# Actions to take
1: In the forum posts on teaching students with disabilities, what grade was Peter in?
2: For each statement, say whether it agrees with the forum posts on teaching students with disabilities. Answer yes or no and quote the deciding words.
(a) The first post says students with disabilities may go to a resource room for one-on-one or small-group instruction.
(b) The first post supports grouping students by their test results.
(c) The second post says Peter's teacher found the work easy.
3: Continue the forum posts on teaching students with disabilities, starting after their last sentence.

# Quoted passage
■ ■ ■

1. Many regular classroom teachers feel overwhelmed by their currrent duties. It is reasonable to expect them to provide for the needs of a child with disabilities in their classroom?


Regular classroom teacher struggle with a lot new challenges even more so with this economy has brought. The classroom size is too large, and regular teachers are weighed down with this new challenge of not being able to teach more efficiently if he or she had a small class size. I believe teachers need more help in the classroom especially if they have children with disabilities in their classroom. I know school have a system where students with disabilities go to a resource room for one on one with teachers or are in small group instruction. From observing in a resource room, students benefit from having the more personal help. So when the student goes back to the regular classroom, hopefully what they learned in the resource room will help them in the regular classroom. The teacher of the regular classroom needs to have communication with the resource instruction to see what the regular teacher needs to watch for the student’s area of difficulties. Another thing that the schools are doing is grouping students based on test they take. So all the less challenging students are groups and the more challenging students are grouped together. I do not believe this helps the regular teacher or the students either because students teach from each other. Students who are more advanced help students who are less advanced.  But if students are being grouped in this manner, this is more of a challenge for the teachers who have the less advanced students. Teacher need to receive extra help in the regular classroom if he or she has students with disabilities.

Raquel Roquemore
Reply with quote  #33 

It is reasonable to expect regular classroom teachers to provide for the needs of a child with disabilities in their classroom.  After viewing, “Educating Peter”, I learned that it is very possible for a regular teacher to teach students with disabilities.  Yes, it was challenging, but it was not impossible.  Peter displayed aggressive behavior and did not stay on task.  His teacher and classmates made a plan to work with Peter so that he and the students can succeed in the third grade.  As a result, the teacher and students’ perspective of Peter changed, and Peter’s view of his peers and teacher changed.  His behavior improved and everyone was able to learn.  The law mandates that all teachers provide education services to all students, irrespective of presence or absence of a disability.  I do agree that teachers have a great deal of duties and responsibilities accompanied by standards and assessments for their students.  However, no one said teaching would be easy.  There are different types of resources for teachers who serve students with disabilities, but it is up to the teachers to seek them out.  Education specialists, paraprofessionals, and parents can all provide information as well as physically aid in serving students with disabilities.  Additionally, career development: classes, seminars, online courses, reading material, and the internet is a great resource for learning more about students with disabilities, disabilities themselves, and how to help students succeed in learning.  In summary, when teachers signed a contract to teach, students with disabilities were included under “students”.  Teachers need to remember that all children can learn, and it is their (teacher) duty to provide the best education possible.

■ ■ ■

Location annotation dataset excerpts
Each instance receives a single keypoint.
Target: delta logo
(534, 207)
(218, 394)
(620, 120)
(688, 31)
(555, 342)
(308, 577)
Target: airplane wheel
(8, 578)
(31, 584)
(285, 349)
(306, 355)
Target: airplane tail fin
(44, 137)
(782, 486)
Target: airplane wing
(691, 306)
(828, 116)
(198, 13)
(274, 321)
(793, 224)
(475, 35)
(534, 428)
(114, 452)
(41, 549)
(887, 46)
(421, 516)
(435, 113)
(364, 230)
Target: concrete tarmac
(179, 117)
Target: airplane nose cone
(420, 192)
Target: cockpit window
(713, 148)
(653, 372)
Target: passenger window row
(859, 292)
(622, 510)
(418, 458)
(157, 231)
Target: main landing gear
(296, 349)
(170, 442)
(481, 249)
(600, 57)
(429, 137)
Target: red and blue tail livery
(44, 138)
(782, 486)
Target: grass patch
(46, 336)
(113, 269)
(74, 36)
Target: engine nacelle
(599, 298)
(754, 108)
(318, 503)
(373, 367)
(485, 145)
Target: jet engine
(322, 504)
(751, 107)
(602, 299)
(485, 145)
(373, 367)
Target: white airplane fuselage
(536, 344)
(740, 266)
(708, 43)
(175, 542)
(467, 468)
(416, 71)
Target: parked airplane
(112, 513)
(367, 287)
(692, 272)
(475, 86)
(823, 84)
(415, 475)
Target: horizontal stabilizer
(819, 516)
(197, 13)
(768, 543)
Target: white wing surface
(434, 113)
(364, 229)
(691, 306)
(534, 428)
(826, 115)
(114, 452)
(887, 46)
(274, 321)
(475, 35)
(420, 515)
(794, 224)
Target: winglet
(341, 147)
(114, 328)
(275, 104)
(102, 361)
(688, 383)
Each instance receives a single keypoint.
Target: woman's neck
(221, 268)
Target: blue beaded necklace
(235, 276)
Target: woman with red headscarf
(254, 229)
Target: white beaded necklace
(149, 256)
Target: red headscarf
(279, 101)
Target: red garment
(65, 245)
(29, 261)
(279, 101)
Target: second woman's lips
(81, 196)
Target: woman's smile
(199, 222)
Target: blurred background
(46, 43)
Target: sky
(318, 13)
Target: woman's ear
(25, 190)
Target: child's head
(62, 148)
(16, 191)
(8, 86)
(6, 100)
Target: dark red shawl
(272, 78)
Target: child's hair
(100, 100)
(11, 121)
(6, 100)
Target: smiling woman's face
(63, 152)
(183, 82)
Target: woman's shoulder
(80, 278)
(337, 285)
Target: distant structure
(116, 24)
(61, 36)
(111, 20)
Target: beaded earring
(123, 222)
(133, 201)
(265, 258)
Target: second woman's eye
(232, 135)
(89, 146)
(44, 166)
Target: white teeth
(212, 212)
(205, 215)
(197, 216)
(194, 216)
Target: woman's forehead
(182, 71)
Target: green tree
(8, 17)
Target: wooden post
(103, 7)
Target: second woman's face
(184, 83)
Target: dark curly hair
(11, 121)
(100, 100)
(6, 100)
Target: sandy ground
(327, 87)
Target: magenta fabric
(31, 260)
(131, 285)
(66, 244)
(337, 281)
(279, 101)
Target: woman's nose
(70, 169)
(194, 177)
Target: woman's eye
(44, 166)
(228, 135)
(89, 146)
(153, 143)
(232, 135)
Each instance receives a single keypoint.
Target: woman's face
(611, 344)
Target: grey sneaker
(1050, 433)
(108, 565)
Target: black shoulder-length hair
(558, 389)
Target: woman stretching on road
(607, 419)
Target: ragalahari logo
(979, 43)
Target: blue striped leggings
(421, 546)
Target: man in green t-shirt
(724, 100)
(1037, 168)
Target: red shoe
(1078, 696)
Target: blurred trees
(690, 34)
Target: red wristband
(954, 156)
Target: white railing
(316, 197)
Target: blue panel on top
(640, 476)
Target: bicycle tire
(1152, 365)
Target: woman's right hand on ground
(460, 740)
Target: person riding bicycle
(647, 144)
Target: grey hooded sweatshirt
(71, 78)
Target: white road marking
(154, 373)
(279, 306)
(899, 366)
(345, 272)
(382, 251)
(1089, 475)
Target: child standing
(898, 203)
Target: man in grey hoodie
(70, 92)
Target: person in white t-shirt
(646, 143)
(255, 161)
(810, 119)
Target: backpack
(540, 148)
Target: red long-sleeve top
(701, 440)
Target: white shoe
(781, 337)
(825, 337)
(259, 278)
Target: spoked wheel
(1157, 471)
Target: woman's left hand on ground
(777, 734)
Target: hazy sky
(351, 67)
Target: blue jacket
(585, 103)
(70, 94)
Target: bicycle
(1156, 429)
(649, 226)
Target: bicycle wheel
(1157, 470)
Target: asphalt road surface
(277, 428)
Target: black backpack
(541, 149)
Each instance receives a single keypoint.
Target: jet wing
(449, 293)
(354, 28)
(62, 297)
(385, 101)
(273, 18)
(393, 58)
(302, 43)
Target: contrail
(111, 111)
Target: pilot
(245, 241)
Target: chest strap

■ ■ ■

# Written responses
1: Third grade

2:
(a) Yes: "I know school have a system where students with disabilities go to a resource room for one on one with teachers or are in small group instruction."
(b) No: "I do not believe this helps the regular teacher or the students either because students teach from each other."
(c) No: "Yes, it was challenging, but it was not impossible."

3:
Beatriz Diaz
Reply with quote  #34 

I believe that if a teacher is feeling overwhelmed by their current duties (assuming they are in a regular education setting) it would be unreasonable to expect them to effectively provide for the needs of a child with disabilities or for that matter for the needs of  any other additional children that might enter his/her classroom.  I believe that many teachers feel overwhelmed by their current duties because they either don’t have the appropriate training and/or they don’t have the support needed to perform their current duties. 

If the site administrator is visiting classrooms on a regular basis they would most likely already suspect that this teacher is feeling overwhelmed.  Unfortunately, sometimes teachers are afraid to ask for help because they fear they might be criticized by their colleagues or their administrator.  The site administrator should make time to meet with this teacher and find out why he or she is feeling overwhelmed.  Based on their conversation the principal should do everything possible to ensure this teacher has the necessary training in the following areas: effective classroom management, effective organizational skills, and knowledge in lesson planning, how to differentiate instruction, how to use student assessment to help guide instruction, etc.  The principal should also make sure the teacher has the necessary support needed to effectively perform his/her current duties such as access to instructional materials(dry boards, chart paper, books, graphic organizers, etc.), time to plan and collaborate with colleagues , access to support staff (mentor, paraprofessional, RSP teacher, SDC teacher) , etc.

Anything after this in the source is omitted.